The head of a Ugandan AIDS organization says PEPFAR – The President’s Emergency Plan for AIDS Relief – has brought a tenfold increase in funding to fight the pandemic in his country. Dr. Alex Coutinho is in the United States to tout the success of PEPFAR, but also to warn the battle against the disease is far from over. VOA’s Joe De Capua reports.
Dr. Coutinho is executive director of TASO, considered the largest HIV care and treatment organization on the continent. It cares for 50,000 people, who are HIV positive. He’s touring Washington, DC and California with Ambassador Mark Dybul, the US Global AIDS Coordinator and the man in charge of PEPFAR.
Uganda is one of the few African countries that seriously faced the pandemic in the early 1980’s, when little was known about the disease. Dr. Coutinho says Uganda was successful in a number of areas.
“In prevention, we were able to bring down the HIV prevalence (rate) from 18 percent to the current six-point-five percent. But it stagnated at six-point-five percent. So, in that sense, the success has happened. We need to kick in a new success to bring it lower than six-point-five percent. The other is that we’ve managed to start over 100,000 people on anti-retrovirals therapy. And that’s mainly with PEPFAR funding. And that’s an ongoing success,” he says.
He says the funding increase under PEPFAR has had “a tremendous impact.”
“Just five years ago, the amount of money available in Uganda was about $20 million per year. Now it’s well over $200 million,” he says.
PEPFAR accounts for up to 80 percent of the money spent on HIV/AIDS in Uganda. And the head of TASO says besides getting many people on anti-retrovirals, it’s brought – what he calls – real results.
“Up to a million people have been tested. Close to a million orphans are being supported through PEPFAR funding. Over 40-million condoms have been purchased with PEPFAR funds, So, these are just a few indicators of the tremendous impact PEPFAR has made,” he says.

TASK INSTRUCTIONS =
According to the report on PEPFAR in Uganda, how many people does TASO care for?

MATERIAL SHOWN =
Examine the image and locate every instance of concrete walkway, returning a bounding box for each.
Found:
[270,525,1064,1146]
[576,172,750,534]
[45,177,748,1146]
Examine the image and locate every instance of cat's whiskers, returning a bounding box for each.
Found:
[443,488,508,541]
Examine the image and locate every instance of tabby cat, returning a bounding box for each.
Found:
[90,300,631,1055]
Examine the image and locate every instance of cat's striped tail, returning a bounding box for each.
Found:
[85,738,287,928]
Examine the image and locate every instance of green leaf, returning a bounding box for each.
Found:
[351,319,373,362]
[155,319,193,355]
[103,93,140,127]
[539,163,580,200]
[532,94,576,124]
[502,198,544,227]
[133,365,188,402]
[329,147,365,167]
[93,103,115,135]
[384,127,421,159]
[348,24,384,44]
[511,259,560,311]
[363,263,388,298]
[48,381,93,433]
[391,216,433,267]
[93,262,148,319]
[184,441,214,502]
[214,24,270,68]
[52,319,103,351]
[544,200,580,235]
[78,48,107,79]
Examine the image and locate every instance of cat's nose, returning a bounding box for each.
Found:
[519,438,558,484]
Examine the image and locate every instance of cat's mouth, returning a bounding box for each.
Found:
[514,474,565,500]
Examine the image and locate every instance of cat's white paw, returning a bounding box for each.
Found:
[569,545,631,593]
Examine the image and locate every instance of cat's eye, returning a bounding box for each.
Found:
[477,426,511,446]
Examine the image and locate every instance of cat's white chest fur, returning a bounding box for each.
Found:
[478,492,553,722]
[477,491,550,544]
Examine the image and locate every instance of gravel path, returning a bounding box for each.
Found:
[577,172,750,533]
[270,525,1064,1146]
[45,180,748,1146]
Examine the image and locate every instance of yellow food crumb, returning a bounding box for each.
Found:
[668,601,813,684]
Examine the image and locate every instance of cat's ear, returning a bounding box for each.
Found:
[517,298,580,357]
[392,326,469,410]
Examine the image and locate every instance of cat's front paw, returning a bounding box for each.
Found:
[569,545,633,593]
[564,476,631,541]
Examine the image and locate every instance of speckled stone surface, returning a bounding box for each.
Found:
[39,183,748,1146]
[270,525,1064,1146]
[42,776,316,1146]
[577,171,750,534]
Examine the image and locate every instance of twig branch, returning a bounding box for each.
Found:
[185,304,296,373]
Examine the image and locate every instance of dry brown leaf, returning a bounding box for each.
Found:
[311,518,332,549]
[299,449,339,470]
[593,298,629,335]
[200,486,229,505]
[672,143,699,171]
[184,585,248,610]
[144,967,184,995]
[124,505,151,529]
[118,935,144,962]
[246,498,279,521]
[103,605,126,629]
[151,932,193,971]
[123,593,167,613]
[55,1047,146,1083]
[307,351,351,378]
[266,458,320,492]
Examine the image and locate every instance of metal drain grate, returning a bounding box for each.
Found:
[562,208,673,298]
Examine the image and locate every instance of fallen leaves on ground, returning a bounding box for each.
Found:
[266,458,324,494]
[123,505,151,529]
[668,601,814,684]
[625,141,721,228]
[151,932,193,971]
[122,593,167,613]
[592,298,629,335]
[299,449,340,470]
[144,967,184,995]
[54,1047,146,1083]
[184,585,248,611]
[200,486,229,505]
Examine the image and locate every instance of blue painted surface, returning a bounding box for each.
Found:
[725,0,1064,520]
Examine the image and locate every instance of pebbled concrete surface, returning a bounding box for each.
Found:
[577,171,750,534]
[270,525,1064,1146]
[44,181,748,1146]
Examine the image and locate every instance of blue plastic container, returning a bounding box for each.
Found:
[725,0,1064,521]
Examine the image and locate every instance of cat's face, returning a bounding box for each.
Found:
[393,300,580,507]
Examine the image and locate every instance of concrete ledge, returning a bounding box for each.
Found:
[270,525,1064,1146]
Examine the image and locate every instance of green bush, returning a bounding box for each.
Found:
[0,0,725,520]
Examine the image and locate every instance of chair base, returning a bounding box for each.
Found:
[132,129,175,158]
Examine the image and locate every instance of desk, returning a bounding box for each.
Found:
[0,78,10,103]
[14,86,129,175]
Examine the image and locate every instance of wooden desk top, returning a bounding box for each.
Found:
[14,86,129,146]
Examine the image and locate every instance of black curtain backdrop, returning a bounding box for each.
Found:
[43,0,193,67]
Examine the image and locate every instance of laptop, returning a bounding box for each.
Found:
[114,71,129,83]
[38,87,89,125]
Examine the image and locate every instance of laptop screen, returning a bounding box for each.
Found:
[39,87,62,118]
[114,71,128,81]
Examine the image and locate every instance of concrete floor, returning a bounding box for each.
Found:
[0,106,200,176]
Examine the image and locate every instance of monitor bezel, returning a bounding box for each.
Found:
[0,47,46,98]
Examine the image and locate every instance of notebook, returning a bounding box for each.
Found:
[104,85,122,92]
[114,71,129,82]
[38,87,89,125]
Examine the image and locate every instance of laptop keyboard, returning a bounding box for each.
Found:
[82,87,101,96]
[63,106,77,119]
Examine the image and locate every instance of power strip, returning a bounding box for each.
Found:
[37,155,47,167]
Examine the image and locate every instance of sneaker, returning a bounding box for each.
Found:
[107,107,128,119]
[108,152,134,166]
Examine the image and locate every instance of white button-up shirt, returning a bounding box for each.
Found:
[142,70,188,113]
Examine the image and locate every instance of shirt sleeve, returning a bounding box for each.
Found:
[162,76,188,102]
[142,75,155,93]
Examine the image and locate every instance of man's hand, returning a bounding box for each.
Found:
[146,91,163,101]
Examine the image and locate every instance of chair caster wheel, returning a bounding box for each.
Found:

REPLY TO THE EXERCISE =
TASO cares for 50,000 HIV-positive people.